Cette volonté de sécuriser le séjour des touristes en Polynésie française mais aussi de protéger la population face à la propagation du virus ne doit pas pour autant remettre en cause l’expérience que sont venus chercher les touristes : la découverte et la rencontre de la culture polynésienne. Il faut se rappeler ici le repositionnement de la destination opéré il y a plusieurs années qui a porté ses fruits. Aujourd’hui sur la plupart des marchés internationaux, « Tahiti Et Ses Îles » constitue un produit à forte valeur ajoutée culturelle symbolisé à travers le Mana attirant chaque année un plus grand nombre de visiteurs. La crise sanitaire ne doit absolument pas dénaturer le produit « Tahiti et ses îles », synonyme d’expérience unique offerte au touriste : la rencontre d’une culture et de l’esprit polynésien.

Pourquoi venir en Polynésie française et rester cloitré dans un hébergement permettant uniquement de contempler de beaux paysages alors que des destinations comme les Seychelles, l’île Maurice ou les Maldives proposent cela à des prix plus compétitifs ?

★ ★ ★ ★

§ **CONSIGNE 1**
D'après le passage cité, à travers quoi la forte valeur ajoutée culturelle du produit « Tahiti Et Ses Îles » est-elle symbolisée ?
§ **CONSIGNE 2**
Recopiez fidèlement la partie du passage cité qui s'ouvre sur les mots « Cette volonté de » et se termine par « de l’esprit polynésien. ».
§ **CONSIGNE 3**
Indiquez si chacun des énoncés suivants concorde avec le passage cité, en répondant par oui ou par non et en citant textuellement les mots décisifs :
(a) Le repositionnement de la destination a été opéré il y a plusieurs années.
(b) Les Seychelles, l'île Maurice et les Maldives sont présentées comme plus chères que la Polynésie française.
(c) La crise sanitaire peut justifier une modification du produit « Tahiti et ses îles ».

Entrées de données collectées

★ ★ ★ ★

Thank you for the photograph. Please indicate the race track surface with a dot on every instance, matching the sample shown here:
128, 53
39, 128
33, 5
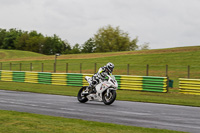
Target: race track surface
163, 116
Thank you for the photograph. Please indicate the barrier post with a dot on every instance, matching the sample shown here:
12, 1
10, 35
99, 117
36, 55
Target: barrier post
166, 74
42, 67
66, 67
188, 71
95, 67
127, 69
80, 67
54, 66
10, 66
30, 66
147, 71
20, 66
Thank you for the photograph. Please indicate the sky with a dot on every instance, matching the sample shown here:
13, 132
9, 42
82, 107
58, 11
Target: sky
161, 23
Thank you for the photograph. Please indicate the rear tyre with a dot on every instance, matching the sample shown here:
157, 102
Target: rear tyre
82, 98
109, 99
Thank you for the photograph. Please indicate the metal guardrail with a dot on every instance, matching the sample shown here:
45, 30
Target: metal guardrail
189, 86
126, 82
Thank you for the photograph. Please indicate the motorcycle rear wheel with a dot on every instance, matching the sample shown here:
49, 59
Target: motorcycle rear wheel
109, 99
82, 98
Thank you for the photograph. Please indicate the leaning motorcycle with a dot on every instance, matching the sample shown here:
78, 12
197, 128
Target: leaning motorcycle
105, 91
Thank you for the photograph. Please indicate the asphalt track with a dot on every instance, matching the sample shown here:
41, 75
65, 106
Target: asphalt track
162, 116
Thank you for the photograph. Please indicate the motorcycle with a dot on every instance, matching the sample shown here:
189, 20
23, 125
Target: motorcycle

★ ★ ★ ★

§ **RÉPONSE 1**
À travers le Mana.

§ **RÉPONSE 2**
Cette volonté de sécuriser le séjour des touristes en Polynésie française mais aussi de protéger la population face à la propagation du virus ne doit pas pour autant remettre en cause l’expérience que sont venus chercher les touristes : la découverte et la rencontre de la culture polynésienne. Il faut se rappeler ici le repositionnement de la destination opéré il y a plusieurs années qui a porté ses fruits. Aujourd’hui sur la plupart des marchés internationaux, « Tahiti Et Ses Îles » constitue un produit à forte valeur ajoutée culturelle symbolisé à travers le Mana attirant chaque année un plus grand nombre de visiteurs. La crise sanitaire ne doit absolument pas dénaturer le produit « Tahiti et ses îles », synonyme d’expérience unique offerte au touriste : la rencontre d’une culture et de l’esprit polynésien.

§ **RÉPONSE 3**
(a) Oui : « le repositionnement de la destination opéré il y a plusieurs années ».
(b) Non : « proposent cela à des prix plus compétitifs ».
(c) Non : « La crise sanitaire ne doit absolument pas dénaturer le produit « Tahiti et ses îles » ».